-- BEGIN --

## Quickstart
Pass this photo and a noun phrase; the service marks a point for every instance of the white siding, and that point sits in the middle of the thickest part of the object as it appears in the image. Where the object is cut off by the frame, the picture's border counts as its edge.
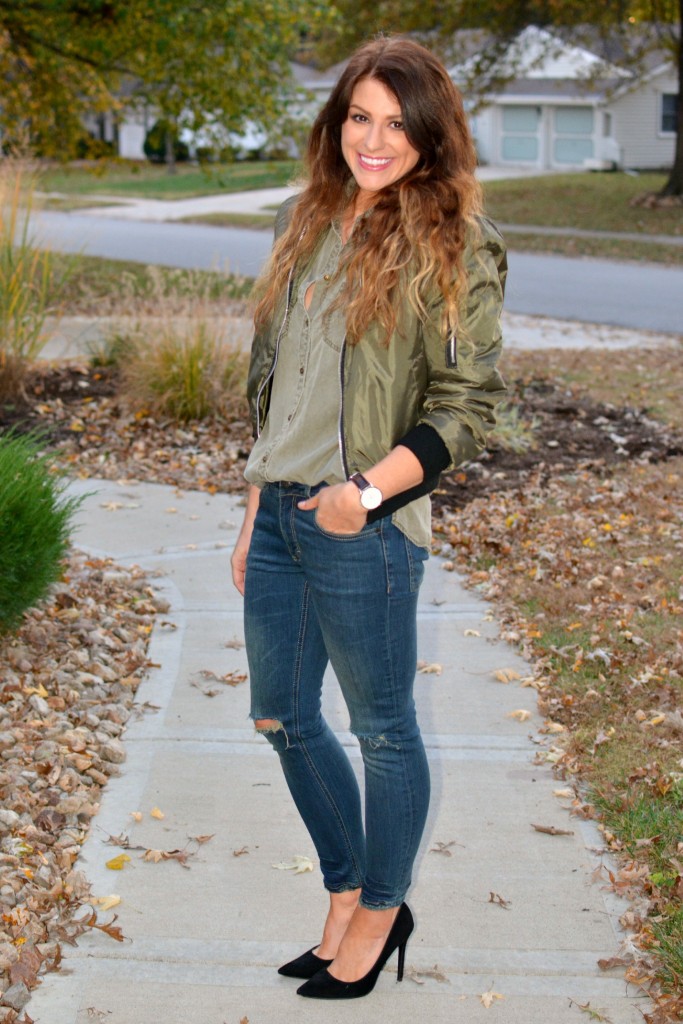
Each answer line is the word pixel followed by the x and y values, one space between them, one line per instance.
pixel 637 122
pixel 131 139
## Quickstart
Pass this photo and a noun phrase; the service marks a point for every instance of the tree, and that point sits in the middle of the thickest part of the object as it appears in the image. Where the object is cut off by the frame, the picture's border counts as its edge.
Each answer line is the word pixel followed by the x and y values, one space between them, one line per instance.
pixel 627 32
pixel 198 61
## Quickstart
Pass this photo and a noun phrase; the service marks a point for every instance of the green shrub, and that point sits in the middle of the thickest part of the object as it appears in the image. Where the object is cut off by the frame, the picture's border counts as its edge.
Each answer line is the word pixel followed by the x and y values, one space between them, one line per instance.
pixel 34 525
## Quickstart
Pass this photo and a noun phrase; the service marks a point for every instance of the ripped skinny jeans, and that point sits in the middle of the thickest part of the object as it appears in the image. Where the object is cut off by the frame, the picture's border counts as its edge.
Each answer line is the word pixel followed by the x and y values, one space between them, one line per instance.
pixel 313 597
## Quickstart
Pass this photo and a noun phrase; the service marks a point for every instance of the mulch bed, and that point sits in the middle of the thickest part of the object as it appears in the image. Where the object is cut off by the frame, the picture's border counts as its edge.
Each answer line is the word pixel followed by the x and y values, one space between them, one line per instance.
pixel 96 434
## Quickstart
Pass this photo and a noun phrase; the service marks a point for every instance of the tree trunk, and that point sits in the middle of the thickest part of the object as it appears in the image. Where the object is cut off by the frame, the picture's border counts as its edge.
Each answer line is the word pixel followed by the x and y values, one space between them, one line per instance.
pixel 674 185
pixel 169 141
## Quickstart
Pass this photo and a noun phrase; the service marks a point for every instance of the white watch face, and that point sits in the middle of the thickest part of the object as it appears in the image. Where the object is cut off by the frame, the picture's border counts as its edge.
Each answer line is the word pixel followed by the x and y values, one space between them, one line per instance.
pixel 371 498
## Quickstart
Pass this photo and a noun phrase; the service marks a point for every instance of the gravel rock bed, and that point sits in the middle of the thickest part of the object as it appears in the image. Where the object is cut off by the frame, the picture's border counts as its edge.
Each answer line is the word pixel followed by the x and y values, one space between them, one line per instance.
pixel 68 683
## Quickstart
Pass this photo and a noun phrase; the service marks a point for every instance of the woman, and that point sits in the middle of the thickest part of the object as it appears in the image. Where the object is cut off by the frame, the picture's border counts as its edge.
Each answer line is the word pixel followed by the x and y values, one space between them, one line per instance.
pixel 372 371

-- END --

Copy all of the material above word for word, leaving out the picture.

## Quickstart
Pass this photo and a noun phrase; the service marks a point for every instance of the white siding, and that point sits in the middle of the thickest part of the object as it appears in the image. Where the object is cut off by the frame, the picture's border counts as its edge.
Each answer line is the word pixel followed by the x and y values, one space between them, one line per instance.
pixel 637 122
pixel 131 139
## Quickstart
Pass this photo and a noun phrase; the service marks a point for every instance of the tree, and that point sits in the middle of the thickest part of the object as it appears in the image. Where the object is cut off by the frame, the picture's border counts as its edge.
Each answer line is the word pixel followed by the x and y values, one space between them, one line per instance.
pixel 627 32
pixel 198 61
## Quickstart
Pass this photo and a noun phrase; the service marks a point for every instance of the green shrub, and that point sits in the middle of the thickest part of the object as it appears in the image. Where the object is cut off by the frame, the picture's border counts as its edge.
Each answer line is the word pixel followed by the x and y values, one space between them, one line per instance.
pixel 34 525
## Quickstart
Pass this photo and a noun phrase; the service marks a point for every instance of the ripped skinny jeans, and that point sits in the middle of the thickest part of the object as it appears in the image. Where the object is cut off by the frame, the picture's border counts as its edge.
Each answer line is the word pixel followed by the x and y values, one space between them, one line per instance.
pixel 313 597
## Quickstart
Pass this photo and a noun phrase; the service marks a point for every instance of the mulch bed, and that point sits in the middle of the thickest part of the object as it appears in the image. Where the object is cut off by the frame, the picture's border counts as its edge.
Each answer line is the word pixel followed by the x and y values, one space between them, one line per instance.
pixel 96 434
## Quickstart
Pass this photo and a noun phrase; the service marks a point for every instance of the tree trunk, and that point sits in the middle of the thickest part of the object as it appears in the image. Where the object is cut off by the frame, the picture's border counts as its edge.
Each answer line is the word pixel followed by the x and y values, one space between them, one line per instance.
pixel 674 185
pixel 169 141
## Quickstart
Pass this photo and a noun phrase; the service marks a point for every instance of the white watch face, and that point sits in the middle of the thickest part of the object as it appears in the image. Where the object is cut off by the frame, the picture's border counts as its edge.
Each answer line is the word pixel followed by the x and y values, one space between them, one line per instance.
pixel 371 498
## Quickstart
Pass this photo and a noun phrase; the service marks a point for every instance of the gravel rock bed, and that point sits in the middle of the thickest part of the object as it appears in the image. Where the object is cut off by the frame, the picture's border counts as its edge.
Each answer line is the word pixel followed by the x and y values, one space between them, one line per instance.
pixel 68 683
## Quickstart
Pass this photo and a noun phrase; the service marks a point for every instance of the woman, and that point sits in the middle of the thickest part of the object as it appears in the image. Where the object is cut off by the frame, the picture's border counts as its edge.
Each answer line is the word pixel followed by the x and y values, one space between them, one line per instance.
pixel 372 371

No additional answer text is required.